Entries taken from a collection

= Beginning of Section =

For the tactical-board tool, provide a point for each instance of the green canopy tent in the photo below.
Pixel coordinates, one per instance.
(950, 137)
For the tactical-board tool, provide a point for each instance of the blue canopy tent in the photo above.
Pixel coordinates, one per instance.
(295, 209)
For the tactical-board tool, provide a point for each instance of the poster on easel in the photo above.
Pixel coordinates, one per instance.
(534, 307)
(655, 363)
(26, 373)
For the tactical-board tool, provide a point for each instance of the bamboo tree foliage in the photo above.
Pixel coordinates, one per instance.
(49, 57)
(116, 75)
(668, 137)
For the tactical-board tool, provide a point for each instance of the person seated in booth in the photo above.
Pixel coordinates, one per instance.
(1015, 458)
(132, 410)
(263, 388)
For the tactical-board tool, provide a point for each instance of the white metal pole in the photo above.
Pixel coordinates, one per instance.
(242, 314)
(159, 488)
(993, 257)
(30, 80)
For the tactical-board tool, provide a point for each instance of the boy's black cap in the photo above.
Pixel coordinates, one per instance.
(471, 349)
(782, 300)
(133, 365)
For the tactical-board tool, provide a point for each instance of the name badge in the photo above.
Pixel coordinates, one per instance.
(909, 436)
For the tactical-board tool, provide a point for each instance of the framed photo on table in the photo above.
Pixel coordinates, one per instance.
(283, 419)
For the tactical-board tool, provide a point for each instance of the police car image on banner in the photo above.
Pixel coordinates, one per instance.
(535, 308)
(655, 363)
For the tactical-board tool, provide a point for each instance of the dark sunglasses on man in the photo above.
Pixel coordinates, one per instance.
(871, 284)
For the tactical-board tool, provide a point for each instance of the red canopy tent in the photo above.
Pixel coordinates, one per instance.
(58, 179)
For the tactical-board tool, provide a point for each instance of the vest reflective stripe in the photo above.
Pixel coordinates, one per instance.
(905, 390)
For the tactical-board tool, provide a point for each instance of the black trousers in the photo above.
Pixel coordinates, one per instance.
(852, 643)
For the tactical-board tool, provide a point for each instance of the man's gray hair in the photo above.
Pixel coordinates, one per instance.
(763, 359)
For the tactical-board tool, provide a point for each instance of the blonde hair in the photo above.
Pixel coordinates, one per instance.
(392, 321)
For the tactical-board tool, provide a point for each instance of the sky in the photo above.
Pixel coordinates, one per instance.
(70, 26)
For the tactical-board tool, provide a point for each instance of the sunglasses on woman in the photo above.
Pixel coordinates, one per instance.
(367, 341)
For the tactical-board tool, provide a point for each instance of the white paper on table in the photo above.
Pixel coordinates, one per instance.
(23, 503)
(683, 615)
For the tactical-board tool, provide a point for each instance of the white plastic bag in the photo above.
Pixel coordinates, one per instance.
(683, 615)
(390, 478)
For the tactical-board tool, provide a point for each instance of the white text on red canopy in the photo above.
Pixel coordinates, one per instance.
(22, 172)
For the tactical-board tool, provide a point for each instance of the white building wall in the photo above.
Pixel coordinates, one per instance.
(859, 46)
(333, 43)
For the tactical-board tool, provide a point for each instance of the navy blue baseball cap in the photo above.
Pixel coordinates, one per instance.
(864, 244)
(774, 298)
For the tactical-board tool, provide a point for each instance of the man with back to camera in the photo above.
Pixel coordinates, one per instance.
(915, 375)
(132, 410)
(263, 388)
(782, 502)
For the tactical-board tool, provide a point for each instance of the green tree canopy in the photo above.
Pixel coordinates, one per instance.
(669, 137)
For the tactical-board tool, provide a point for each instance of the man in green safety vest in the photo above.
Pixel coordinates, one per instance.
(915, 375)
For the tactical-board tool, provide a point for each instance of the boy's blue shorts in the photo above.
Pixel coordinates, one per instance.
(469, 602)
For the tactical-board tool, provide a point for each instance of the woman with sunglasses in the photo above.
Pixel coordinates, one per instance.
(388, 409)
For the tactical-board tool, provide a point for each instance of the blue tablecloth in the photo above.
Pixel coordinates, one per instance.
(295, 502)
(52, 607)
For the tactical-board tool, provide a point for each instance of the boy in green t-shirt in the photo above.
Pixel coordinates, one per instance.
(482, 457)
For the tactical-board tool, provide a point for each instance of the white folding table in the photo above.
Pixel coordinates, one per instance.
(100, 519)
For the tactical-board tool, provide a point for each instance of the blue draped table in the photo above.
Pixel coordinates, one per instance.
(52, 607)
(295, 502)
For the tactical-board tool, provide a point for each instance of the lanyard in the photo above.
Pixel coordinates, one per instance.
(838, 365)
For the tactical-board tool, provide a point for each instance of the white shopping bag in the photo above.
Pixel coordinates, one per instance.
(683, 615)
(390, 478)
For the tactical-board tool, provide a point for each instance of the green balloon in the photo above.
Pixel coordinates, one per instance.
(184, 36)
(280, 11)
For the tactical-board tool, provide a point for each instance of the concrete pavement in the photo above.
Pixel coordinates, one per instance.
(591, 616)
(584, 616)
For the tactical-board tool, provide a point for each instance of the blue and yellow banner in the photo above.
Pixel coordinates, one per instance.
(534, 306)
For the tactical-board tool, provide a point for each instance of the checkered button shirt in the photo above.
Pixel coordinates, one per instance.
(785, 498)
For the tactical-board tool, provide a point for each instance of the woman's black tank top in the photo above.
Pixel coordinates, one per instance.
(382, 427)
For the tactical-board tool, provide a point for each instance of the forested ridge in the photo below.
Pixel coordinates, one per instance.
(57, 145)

= End of Section =

A copy of each line in the data above that holds the string "shirt" is needed.

Expected output
For the tactical-board tool, provide a point for each instance of the boy in green t-shirt in the photo above.
For the tactical-board tool, provide a point for each instance of the checkered button shirt in the photo above.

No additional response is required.